_Brief_: Beneath this line is the data. Output exactly the lines from the line with "Target: silhouetted foliage" to the line with "Target: leaf cluster", both ends included, and nothing more.

[Provided data Boundary: Start]

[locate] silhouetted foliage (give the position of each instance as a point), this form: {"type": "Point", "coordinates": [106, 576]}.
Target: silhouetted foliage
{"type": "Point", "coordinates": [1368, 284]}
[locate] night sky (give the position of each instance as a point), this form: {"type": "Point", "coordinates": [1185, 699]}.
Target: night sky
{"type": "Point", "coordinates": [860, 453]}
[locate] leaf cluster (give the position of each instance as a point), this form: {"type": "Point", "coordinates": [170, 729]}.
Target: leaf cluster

[Provided data Boundary: End]
[Provided data Boundary: Start]

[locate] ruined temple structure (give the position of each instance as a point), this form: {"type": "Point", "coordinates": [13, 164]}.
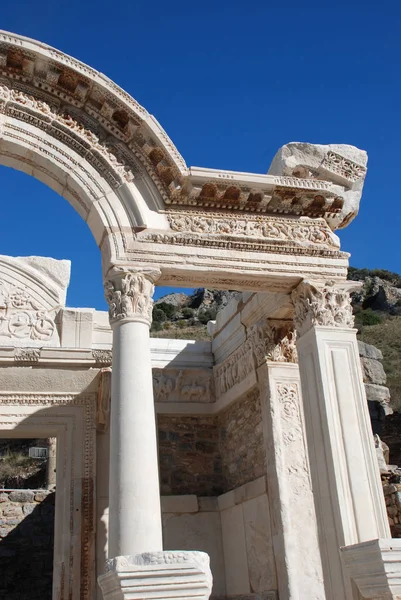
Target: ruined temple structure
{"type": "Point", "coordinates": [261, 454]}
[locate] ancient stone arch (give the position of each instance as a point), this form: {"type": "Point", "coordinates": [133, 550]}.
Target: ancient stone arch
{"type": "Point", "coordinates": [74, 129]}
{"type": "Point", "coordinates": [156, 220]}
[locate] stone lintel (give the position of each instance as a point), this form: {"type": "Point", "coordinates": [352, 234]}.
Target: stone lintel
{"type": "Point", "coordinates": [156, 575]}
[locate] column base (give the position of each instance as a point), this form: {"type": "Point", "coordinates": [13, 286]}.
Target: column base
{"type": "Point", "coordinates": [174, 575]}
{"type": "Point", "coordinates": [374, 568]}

[Provided data Boundary: End]
[Provided data Boundary: Start]

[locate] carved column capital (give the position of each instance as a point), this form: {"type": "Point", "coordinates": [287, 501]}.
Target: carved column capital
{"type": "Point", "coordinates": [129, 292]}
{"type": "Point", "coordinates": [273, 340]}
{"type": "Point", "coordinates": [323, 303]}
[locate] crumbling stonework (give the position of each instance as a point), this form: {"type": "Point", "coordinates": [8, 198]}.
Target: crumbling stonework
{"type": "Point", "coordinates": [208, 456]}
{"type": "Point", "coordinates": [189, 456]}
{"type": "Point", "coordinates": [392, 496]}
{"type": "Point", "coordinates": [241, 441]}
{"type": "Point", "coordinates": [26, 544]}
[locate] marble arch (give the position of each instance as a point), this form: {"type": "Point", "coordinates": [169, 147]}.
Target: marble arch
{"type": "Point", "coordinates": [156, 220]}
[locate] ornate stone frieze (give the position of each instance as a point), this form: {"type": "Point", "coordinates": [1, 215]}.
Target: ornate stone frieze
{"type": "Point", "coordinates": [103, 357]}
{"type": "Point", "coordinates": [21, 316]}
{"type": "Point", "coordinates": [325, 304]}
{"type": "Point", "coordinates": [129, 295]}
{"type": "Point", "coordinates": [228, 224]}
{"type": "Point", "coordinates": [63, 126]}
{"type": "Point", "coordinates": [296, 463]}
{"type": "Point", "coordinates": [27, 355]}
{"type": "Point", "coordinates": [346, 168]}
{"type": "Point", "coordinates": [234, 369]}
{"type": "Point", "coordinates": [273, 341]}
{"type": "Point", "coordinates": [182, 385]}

[Provided data Boundary: End]

_Output of the exercise_:
Target: silhouetted foliage
{"type": "Point", "coordinates": [1368, 284]}
[locate] night sky (give the position of each instance as a point), this form: {"type": "Point", "coordinates": [1185, 699]}.
Target: night sky
{"type": "Point", "coordinates": [860, 453]}
[locate] leaf cluster (give the position of each instance as a point), this form: {"type": "Point", "coordinates": [170, 729]}.
Target: leaf cluster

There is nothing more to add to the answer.